AIM: Reproduce the entries below verbatim, starting at the line that contains "target: yellow flower garland" and ending with the last line of the entries.

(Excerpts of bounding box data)
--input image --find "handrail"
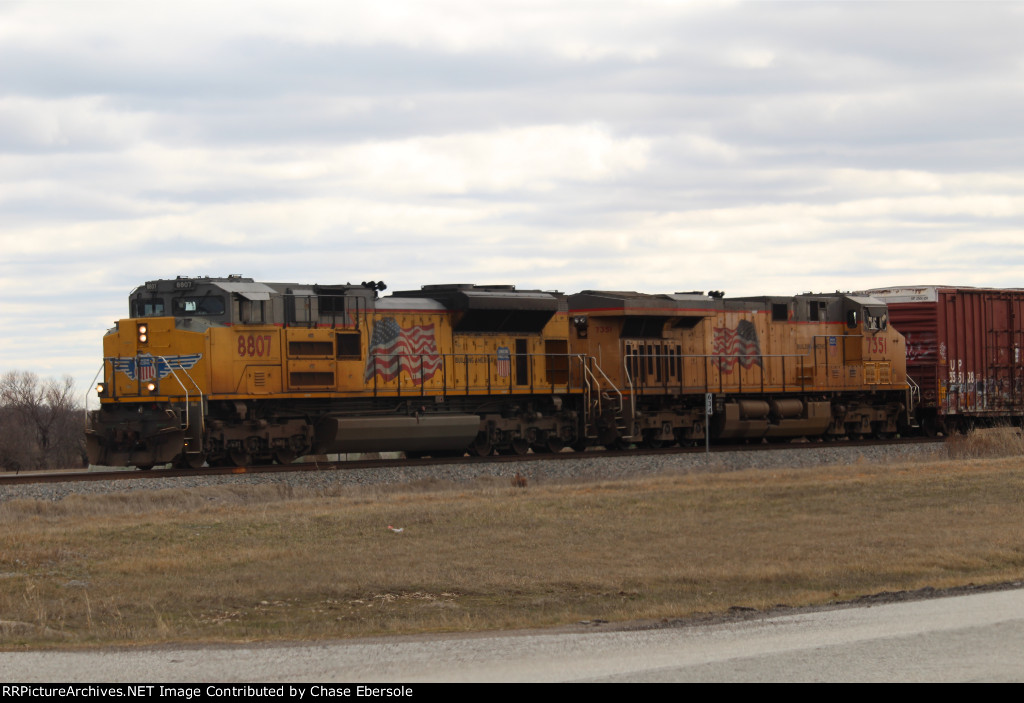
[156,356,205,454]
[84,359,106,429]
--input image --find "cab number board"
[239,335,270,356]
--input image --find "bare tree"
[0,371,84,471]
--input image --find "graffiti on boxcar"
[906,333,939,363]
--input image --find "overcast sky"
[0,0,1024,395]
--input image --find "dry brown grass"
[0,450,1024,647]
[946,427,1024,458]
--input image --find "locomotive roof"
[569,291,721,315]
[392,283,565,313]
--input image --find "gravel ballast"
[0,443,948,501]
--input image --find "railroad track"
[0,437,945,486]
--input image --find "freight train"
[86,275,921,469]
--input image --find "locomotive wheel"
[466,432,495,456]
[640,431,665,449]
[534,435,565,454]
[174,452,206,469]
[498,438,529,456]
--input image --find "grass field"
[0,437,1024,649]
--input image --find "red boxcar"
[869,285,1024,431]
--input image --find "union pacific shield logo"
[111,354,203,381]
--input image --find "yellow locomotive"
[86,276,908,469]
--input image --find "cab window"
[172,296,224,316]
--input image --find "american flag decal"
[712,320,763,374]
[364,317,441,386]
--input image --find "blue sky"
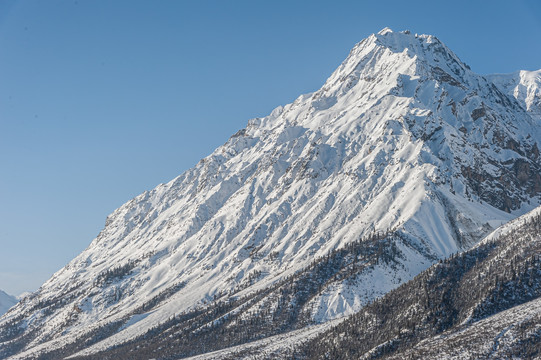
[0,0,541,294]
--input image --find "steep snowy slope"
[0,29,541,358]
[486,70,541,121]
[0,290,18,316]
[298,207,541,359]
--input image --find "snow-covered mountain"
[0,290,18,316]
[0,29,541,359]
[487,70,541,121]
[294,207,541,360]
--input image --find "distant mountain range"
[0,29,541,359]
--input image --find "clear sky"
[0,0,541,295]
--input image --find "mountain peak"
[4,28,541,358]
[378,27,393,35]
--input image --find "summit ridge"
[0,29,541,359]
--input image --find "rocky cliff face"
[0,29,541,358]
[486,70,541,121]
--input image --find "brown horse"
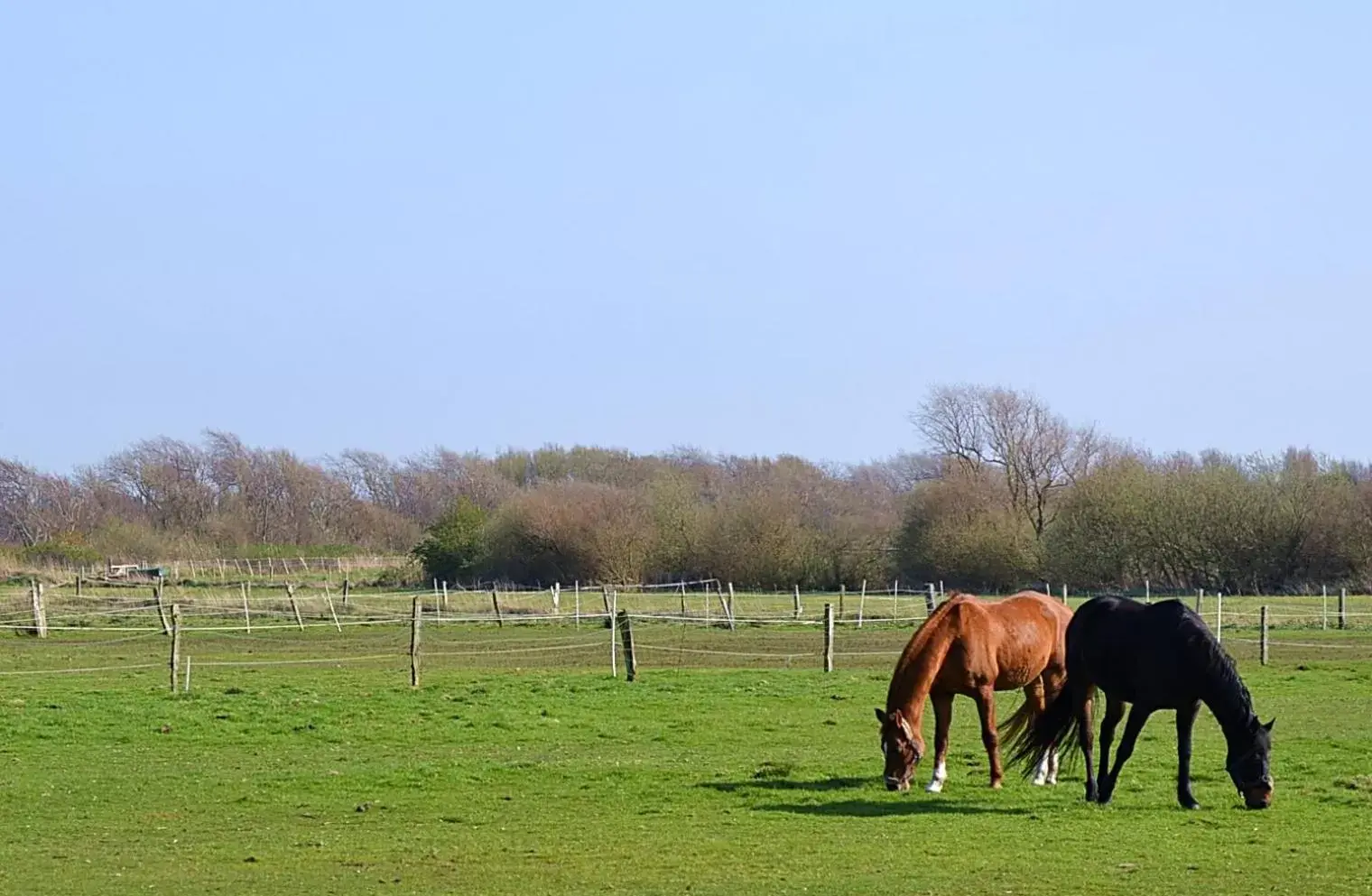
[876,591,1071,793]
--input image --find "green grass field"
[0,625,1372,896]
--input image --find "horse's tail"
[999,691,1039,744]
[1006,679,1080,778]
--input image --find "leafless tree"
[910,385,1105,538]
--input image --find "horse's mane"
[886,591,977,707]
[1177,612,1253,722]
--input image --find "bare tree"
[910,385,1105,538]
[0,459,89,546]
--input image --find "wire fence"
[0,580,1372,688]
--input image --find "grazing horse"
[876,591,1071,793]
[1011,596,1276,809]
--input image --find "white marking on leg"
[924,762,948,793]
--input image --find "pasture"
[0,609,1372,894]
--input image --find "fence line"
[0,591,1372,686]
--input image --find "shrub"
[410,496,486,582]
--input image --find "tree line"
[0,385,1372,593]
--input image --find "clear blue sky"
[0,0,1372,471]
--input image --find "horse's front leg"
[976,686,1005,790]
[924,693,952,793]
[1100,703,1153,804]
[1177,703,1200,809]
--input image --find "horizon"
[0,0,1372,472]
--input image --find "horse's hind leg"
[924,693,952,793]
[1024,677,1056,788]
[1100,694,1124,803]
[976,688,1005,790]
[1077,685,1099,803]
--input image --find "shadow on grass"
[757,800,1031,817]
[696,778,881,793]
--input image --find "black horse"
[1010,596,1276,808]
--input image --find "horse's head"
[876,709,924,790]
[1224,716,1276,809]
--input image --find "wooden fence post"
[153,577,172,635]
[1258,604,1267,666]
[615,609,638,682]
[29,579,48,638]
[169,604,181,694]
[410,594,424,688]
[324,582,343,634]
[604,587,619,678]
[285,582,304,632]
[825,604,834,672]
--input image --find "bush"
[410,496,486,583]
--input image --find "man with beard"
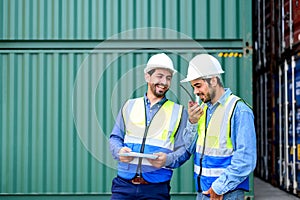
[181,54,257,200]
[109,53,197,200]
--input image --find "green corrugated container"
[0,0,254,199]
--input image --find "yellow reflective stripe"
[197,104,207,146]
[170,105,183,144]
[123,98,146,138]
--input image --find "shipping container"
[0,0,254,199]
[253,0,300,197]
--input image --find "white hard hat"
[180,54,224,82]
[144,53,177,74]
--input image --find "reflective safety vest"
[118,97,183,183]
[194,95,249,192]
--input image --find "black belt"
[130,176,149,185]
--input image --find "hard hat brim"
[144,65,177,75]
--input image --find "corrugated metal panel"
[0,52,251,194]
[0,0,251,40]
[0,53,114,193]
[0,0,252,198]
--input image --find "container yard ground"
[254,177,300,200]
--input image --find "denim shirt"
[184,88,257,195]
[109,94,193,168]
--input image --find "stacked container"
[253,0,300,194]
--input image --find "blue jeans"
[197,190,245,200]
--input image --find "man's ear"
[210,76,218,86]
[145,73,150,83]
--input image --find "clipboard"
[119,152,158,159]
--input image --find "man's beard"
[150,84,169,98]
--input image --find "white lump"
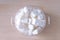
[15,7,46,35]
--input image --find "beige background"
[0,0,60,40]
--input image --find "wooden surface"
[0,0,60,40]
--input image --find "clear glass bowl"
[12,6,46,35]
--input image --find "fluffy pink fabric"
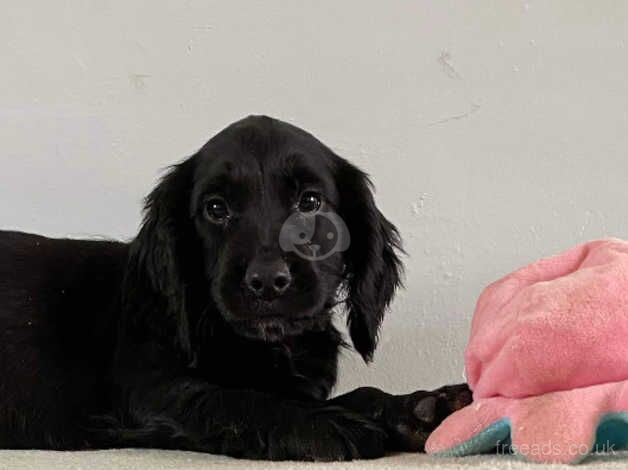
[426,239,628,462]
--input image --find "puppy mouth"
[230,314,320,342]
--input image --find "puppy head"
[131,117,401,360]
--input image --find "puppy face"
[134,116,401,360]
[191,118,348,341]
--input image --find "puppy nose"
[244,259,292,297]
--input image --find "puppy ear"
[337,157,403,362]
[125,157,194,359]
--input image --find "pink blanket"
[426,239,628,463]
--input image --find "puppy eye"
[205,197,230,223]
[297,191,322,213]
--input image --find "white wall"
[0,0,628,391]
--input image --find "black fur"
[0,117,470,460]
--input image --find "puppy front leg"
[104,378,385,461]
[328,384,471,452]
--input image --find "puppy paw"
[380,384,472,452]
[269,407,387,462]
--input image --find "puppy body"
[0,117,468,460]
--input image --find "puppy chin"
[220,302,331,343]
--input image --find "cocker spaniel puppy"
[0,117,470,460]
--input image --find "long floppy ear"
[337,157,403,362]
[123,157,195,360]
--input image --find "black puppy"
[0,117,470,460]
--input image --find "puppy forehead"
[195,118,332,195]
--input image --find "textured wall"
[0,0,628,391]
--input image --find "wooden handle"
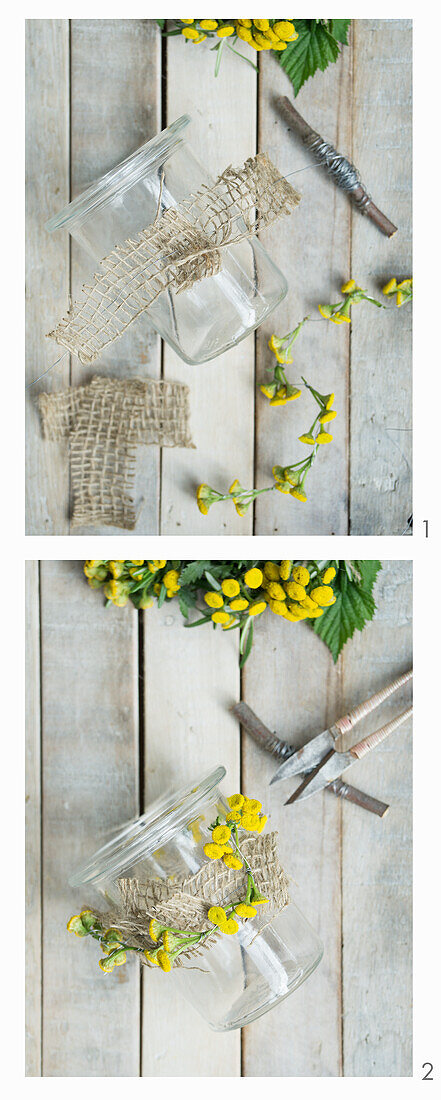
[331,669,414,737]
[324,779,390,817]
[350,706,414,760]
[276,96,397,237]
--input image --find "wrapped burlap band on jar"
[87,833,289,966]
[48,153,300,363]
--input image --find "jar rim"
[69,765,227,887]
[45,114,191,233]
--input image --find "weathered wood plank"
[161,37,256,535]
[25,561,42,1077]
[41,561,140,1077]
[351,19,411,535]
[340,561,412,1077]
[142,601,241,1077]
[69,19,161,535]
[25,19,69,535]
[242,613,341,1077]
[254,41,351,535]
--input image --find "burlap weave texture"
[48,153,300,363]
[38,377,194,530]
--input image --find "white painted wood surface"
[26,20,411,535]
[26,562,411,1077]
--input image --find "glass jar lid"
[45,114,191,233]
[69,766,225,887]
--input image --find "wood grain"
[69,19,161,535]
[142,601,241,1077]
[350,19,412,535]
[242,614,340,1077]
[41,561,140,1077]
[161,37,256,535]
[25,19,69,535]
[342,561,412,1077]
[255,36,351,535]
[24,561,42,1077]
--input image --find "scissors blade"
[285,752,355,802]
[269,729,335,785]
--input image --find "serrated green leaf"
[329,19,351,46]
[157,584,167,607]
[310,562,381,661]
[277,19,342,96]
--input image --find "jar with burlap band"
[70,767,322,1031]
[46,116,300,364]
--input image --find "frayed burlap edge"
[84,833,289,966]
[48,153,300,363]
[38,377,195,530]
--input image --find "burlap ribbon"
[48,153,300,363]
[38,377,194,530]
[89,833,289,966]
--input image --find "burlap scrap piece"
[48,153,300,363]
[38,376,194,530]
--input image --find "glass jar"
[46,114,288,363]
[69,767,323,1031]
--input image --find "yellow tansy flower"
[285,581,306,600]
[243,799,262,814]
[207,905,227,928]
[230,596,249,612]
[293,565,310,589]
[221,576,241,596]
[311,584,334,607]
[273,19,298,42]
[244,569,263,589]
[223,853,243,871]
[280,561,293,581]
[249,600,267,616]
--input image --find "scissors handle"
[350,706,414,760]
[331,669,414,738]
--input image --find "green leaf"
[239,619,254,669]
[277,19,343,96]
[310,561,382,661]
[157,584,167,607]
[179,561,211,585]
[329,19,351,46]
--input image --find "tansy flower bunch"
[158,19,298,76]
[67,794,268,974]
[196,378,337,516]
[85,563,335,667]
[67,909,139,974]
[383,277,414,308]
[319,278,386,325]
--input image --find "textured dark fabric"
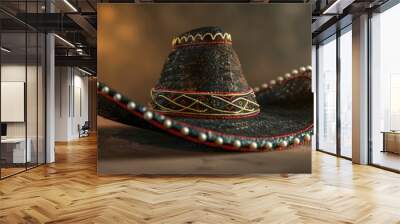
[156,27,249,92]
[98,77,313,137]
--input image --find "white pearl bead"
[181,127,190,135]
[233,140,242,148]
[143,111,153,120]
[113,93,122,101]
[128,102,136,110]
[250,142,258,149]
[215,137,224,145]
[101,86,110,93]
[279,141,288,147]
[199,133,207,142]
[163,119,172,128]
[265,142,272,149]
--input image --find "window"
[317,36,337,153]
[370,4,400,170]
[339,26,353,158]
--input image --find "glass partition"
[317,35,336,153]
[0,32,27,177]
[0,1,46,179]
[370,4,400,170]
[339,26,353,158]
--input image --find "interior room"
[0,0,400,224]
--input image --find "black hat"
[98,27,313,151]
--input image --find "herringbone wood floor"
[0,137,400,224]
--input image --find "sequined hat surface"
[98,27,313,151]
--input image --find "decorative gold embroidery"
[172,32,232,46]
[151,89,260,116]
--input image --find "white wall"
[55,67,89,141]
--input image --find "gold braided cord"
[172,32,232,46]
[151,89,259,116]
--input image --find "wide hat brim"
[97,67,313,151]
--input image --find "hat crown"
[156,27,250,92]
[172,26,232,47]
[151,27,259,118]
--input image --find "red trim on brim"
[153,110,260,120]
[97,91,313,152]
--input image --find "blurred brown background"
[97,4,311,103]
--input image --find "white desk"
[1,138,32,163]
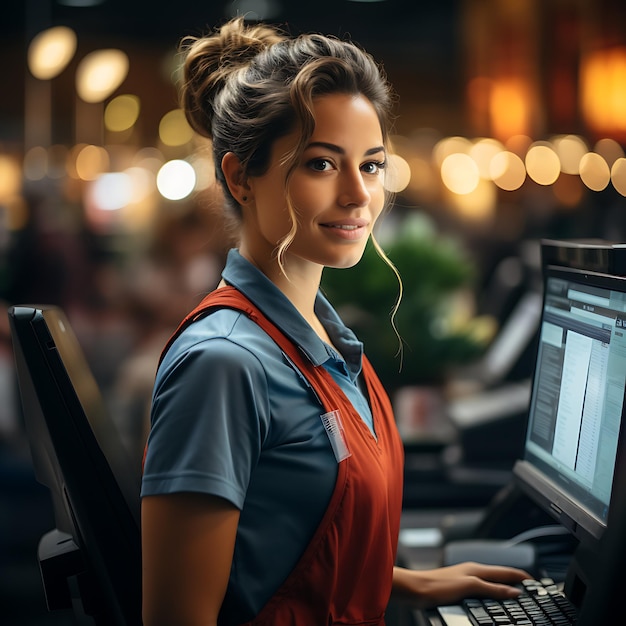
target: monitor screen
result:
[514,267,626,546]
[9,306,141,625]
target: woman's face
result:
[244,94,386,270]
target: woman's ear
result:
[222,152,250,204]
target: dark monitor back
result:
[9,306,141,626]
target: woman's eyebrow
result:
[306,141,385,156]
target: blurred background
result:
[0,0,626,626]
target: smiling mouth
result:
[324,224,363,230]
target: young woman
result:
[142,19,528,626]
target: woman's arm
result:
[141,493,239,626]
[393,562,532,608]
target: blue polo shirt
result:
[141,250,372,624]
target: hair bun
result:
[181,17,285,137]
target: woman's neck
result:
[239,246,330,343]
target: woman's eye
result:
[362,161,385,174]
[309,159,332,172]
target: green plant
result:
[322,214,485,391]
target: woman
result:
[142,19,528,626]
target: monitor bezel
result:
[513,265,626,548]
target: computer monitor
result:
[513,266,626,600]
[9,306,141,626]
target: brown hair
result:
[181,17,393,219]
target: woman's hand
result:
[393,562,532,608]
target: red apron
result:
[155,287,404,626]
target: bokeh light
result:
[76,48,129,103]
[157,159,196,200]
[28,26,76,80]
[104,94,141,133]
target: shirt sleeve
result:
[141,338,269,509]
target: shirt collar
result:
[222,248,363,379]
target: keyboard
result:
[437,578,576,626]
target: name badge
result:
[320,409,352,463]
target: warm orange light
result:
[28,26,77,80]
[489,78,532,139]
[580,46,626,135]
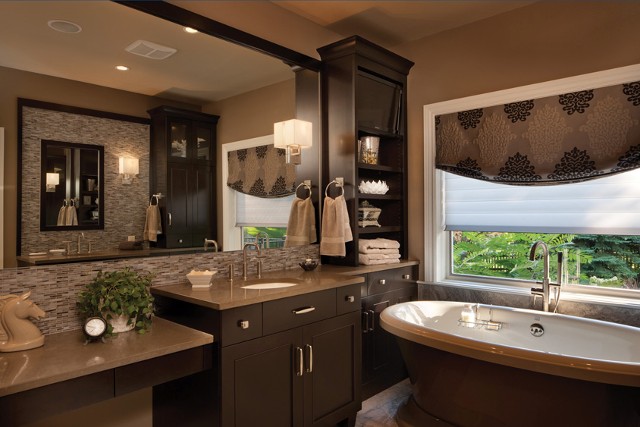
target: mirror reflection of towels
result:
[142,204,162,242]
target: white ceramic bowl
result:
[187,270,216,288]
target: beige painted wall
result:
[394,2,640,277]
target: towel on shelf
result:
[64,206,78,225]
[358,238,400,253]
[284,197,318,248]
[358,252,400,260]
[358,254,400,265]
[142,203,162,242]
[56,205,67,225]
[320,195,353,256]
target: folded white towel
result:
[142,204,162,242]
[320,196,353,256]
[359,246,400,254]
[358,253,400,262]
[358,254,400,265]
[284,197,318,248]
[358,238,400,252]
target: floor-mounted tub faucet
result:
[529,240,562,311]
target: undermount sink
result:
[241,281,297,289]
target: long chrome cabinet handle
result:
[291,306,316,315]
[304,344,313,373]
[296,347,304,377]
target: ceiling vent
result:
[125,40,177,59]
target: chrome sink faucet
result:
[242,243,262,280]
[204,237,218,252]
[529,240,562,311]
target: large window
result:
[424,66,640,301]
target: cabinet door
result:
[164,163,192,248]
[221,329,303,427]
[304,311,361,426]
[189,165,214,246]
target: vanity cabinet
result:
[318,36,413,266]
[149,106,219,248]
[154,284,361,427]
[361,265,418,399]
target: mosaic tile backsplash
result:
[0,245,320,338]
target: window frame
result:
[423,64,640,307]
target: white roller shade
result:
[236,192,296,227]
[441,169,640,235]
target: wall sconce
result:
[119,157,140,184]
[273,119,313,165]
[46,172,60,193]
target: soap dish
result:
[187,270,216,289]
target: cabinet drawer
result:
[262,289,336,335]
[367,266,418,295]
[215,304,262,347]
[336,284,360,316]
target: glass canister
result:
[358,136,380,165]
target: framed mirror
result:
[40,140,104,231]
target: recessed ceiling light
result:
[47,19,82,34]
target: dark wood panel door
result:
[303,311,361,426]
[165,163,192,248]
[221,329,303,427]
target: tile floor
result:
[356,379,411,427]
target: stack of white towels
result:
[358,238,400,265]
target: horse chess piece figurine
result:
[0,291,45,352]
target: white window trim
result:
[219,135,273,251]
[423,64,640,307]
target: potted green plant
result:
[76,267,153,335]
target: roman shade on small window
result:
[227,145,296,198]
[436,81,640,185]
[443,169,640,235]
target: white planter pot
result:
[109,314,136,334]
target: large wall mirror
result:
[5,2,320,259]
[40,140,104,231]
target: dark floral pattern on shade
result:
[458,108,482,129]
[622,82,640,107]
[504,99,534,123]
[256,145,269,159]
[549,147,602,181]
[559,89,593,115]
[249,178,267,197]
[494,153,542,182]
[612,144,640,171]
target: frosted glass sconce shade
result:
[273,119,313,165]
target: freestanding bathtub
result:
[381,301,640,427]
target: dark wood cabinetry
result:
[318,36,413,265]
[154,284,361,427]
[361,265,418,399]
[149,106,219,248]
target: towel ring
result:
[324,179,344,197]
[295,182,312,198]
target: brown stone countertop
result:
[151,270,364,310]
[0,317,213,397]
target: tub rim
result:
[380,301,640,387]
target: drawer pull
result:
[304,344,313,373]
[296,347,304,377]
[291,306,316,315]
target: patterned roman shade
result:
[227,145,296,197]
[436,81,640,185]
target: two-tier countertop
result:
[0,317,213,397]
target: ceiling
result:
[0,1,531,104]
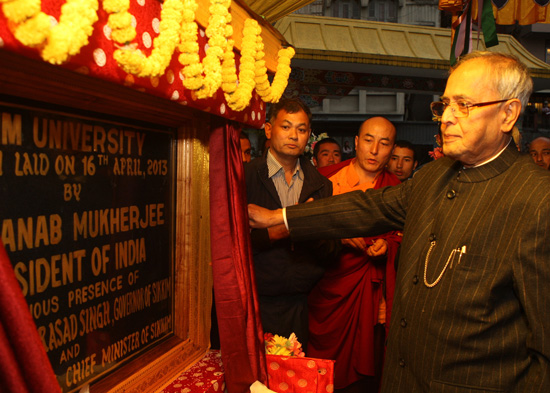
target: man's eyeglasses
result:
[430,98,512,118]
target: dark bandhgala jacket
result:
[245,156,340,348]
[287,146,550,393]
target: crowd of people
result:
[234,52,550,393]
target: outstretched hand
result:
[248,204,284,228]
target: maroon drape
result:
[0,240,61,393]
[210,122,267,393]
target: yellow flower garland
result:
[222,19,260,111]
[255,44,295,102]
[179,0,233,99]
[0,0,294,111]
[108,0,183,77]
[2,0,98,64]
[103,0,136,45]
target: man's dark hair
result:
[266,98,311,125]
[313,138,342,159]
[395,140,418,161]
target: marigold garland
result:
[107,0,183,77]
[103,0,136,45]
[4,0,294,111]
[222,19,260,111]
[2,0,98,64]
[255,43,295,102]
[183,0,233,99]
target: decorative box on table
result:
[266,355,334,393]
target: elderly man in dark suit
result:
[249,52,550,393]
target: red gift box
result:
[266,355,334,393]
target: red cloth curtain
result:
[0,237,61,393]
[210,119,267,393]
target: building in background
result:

IN RESPONSE:
target: yellow flower garland
result:
[222,19,260,111]
[255,44,295,102]
[179,0,233,99]
[0,0,294,111]
[108,0,183,77]
[2,0,98,64]
[103,0,136,45]
target: man's dark hair
result:
[266,98,311,125]
[313,138,342,159]
[395,140,418,161]
target: marigold garland
result:
[107,0,183,77]
[103,0,136,45]
[4,0,294,111]
[222,19,260,111]
[2,0,98,64]
[255,43,295,102]
[183,0,233,99]
target: decorative box on table
result:
[266,355,334,393]
target: elderly man in dark suit
result:
[249,52,550,393]
target: red gift box
result:
[266,355,334,393]
target: red cloth curtain
result:
[0,237,61,393]
[210,119,267,393]
target: building in background
result:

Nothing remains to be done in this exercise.